BEGIN Extracted entries

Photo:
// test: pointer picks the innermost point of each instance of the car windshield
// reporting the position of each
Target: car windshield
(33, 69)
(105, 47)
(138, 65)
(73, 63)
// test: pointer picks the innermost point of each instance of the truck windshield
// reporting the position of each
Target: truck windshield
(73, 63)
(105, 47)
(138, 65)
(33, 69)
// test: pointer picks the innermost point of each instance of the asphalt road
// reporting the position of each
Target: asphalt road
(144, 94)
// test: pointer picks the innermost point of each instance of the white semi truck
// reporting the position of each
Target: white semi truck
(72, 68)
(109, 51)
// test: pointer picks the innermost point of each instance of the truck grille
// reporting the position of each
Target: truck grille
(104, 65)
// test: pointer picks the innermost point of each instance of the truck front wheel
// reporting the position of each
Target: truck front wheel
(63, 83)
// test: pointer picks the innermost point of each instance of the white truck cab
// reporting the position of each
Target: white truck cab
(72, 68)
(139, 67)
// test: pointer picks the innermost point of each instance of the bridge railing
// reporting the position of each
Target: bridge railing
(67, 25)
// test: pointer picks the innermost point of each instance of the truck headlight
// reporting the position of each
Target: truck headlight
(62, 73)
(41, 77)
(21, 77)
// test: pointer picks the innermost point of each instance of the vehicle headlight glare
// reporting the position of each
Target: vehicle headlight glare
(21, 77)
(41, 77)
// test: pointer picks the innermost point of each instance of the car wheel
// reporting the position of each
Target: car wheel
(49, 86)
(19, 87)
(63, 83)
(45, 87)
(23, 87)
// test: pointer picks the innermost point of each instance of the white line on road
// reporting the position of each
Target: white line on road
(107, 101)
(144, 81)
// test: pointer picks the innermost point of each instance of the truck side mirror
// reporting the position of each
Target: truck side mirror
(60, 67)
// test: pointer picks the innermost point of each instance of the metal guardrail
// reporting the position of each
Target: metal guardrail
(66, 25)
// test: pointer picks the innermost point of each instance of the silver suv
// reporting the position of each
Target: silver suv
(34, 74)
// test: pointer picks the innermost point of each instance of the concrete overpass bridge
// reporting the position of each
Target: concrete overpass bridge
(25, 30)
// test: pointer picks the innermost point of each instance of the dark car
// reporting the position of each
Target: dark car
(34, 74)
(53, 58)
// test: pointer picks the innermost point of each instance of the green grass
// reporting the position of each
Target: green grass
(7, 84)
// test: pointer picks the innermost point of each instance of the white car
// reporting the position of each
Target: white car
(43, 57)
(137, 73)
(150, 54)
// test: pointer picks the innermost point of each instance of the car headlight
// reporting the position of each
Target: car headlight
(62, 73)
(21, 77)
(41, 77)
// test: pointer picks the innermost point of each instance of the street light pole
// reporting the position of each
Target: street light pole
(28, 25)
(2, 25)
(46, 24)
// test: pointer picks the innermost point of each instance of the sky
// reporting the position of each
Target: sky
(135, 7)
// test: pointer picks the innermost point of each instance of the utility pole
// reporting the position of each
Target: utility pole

END Extracted entries

- [What you are asked to do]: Report how many lines in the data include the word "utility". Nothing else is needed.

- [Answer to the problem]: 2